(WORK REQUEST) The entries below are to be printed again word for word.

LISTED ENTRIES below:

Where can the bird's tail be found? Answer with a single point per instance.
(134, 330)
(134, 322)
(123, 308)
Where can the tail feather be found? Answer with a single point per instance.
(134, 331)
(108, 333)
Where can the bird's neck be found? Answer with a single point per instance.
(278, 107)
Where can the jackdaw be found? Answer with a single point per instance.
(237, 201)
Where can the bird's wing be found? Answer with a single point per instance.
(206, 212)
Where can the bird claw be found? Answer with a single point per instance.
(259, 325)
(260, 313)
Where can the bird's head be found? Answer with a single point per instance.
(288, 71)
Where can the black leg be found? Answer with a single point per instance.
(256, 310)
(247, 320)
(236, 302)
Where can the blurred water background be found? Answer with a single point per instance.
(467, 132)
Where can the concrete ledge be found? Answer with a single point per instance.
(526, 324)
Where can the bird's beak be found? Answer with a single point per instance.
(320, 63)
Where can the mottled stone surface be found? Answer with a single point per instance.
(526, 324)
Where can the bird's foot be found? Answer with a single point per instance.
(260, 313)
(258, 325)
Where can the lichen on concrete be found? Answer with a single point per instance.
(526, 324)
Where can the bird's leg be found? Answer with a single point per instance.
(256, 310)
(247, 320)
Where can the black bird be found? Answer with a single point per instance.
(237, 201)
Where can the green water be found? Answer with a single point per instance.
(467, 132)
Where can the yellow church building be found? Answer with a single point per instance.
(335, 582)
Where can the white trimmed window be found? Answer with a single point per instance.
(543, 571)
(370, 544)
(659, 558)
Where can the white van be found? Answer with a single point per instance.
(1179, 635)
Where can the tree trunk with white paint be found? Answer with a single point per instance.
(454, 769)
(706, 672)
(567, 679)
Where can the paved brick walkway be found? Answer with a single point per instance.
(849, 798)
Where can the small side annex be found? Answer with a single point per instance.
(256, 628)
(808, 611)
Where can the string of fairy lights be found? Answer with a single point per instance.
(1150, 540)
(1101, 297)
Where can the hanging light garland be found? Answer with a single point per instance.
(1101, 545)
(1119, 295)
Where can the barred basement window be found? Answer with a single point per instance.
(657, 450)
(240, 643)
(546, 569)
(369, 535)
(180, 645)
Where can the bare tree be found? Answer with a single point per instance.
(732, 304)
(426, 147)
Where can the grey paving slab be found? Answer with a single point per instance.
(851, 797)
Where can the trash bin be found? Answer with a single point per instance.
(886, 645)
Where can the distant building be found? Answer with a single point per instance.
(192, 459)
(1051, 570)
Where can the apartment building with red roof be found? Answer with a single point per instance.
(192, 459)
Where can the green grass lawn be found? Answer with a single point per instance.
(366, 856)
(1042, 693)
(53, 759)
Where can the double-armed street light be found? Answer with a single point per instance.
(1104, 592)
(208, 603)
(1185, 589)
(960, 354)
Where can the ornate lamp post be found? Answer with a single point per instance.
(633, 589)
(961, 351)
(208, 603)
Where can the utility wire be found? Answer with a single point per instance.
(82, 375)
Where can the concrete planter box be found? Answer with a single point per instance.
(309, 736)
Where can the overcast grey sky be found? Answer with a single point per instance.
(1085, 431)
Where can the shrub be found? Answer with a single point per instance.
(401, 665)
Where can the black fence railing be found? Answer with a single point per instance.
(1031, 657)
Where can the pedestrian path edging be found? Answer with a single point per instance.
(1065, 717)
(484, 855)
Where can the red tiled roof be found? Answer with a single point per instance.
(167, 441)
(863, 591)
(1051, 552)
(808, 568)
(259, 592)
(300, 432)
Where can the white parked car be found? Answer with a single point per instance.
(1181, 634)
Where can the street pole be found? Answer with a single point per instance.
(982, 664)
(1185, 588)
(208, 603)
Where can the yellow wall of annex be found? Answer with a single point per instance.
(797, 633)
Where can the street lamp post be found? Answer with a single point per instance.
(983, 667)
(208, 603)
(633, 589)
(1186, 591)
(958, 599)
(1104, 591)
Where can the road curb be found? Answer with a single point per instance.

End of LISTED ENTRIES.

(TASK RESULT)
Where can the bird's tail be found? Answer with a single point per instance.
(134, 330)
(134, 322)
(123, 308)
Where can the tail feather be found? Answer with a single point per instance.
(134, 331)
(108, 333)
Where can the bird's neck be found? Answer with a single point per instance.
(278, 107)
Where can the jackdaw be found? Answer with a single point per instance.
(237, 201)
Where can the bird's wing be found? Answer with a single point per instance.
(206, 212)
Where can the bird claw be found? Answer with a single point per instance.
(259, 325)
(260, 313)
Where can the bird's head be found? Answer with a single point per instance.
(288, 71)
Where can the black leg be found? Answer with a single point per instance.
(256, 310)
(247, 320)
(236, 302)
Where can the blurred water background be found? Answer with a single point per instance.
(467, 132)
Where can the concrete ledge be found? Answer with a single point per instance.
(526, 324)
Where can the bird's beak be found? Answer with a single point per instance.
(320, 63)
Where can the mottled stone surface be found? Answer with a single point per instance.
(526, 324)
Where can the bird's foot be found? Answer with a single point per instance.
(260, 313)
(258, 325)
Where can the lichen on concrete be found? Answer with a single point per instance.
(526, 324)
Where can the bird's leg be found? Answer with a single point per instance.
(256, 310)
(247, 320)
Where can the black bird be found? Answer with a single point per instance.
(237, 201)
Where can the green water be found? Answer with a single point per instance.
(467, 132)
Where can the yellow church building be found? Answer with a single point per instance.
(335, 582)
Where can the white trimmed window be found? Answer with a single point per instance.
(543, 571)
(370, 544)
(659, 558)
Where can the white van be found? Answer with a single point per instance.
(1179, 635)
Where can the tree trunk with white paint be found? Answer with a single point per instance.
(454, 769)
(706, 672)
(567, 679)
Where can the paved brick walkway be found? Answer with a single point per instance.
(849, 798)
Where can the small side annex be found? Answer with a single point per instance.
(256, 628)
(808, 611)
Where can the string of fairy lights be found? Answer with a single point per instance.
(1150, 540)
(1101, 297)
Where can the hanging light garland be found? Answer with a single point per instance.
(1101, 545)
(1119, 295)
Where can the barred basement window be found? Answer with a single point per instance.
(657, 450)
(240, 643)
(546, 569)
(369, 535)
(180, 645)
Where can the bare tree be found? Answer with a single point per instance.
(732, 304)
(426, 147)
Where can the grey paving slab be found? Answer with a single point per instance.
(851, 797)
Where can the trash bin be found? Answer with a single point per instance.
(886, 645)
Where can the distant building be found? Answer with a single point per instance.
(192, 459)
(1051, 570)
Where can the apartment building with red roof be found? Answer with a single point per instance.
(192, 459)
Where can the green grass lawn be found? Answer with a single point per instance.
(366, 856)
(1042, 693)
(53, 759)
Where can the double-armed street light be found? Answer with a single point per instance.
(1104, 592)
(208, 603)
(1185, 589)
(960, 354)
Where can the ornate lamp post be found? Answer with a single point per instance.
(633, 589)
(961, 351)
(208, 603)
Where can the utility wire be found? Answer with a single point per instance.
(82, 375)
Where can the concrete planter box be found? Answer with a single point per instance.
(309, 736)
Where can the overcast grey sky be found? Answer with a single point per instance.
(1085, 431)
Where can the shrub be found? Answer with a single point per instance.
(401, 665)
Where can the black fence railing be found? Answer with a single point per instance.
(1031, 657)
Where can the pedestrian path edging be found? Answer with a single point per instance.
(1065, 717)
(484, 855)
Where can the red tiled roof be found? Answer with a single point per instance.
(167, 441)
(863, 591)
(1051, 552)
(808, 568)
(259, 592)
(300, 432)
Where can the white parked car be found? Answer with a single point per instance.
(1181, 634)
Where can the street pole be found? Answer with a single point per instance.
(982, 664)
(1185, 588)
(208, 603)
Where can the yellow wall of annex be found? Answer with a single point per instance.
(797, 633)
Where can the street lamp post be found? Answer with a single point per instance.
(983, 667)
(208, 603)
(633, 589)
(1186, 591)
(958, 599)
(1104, 591)
Where can the road curb be found? Answer with a single point per instance.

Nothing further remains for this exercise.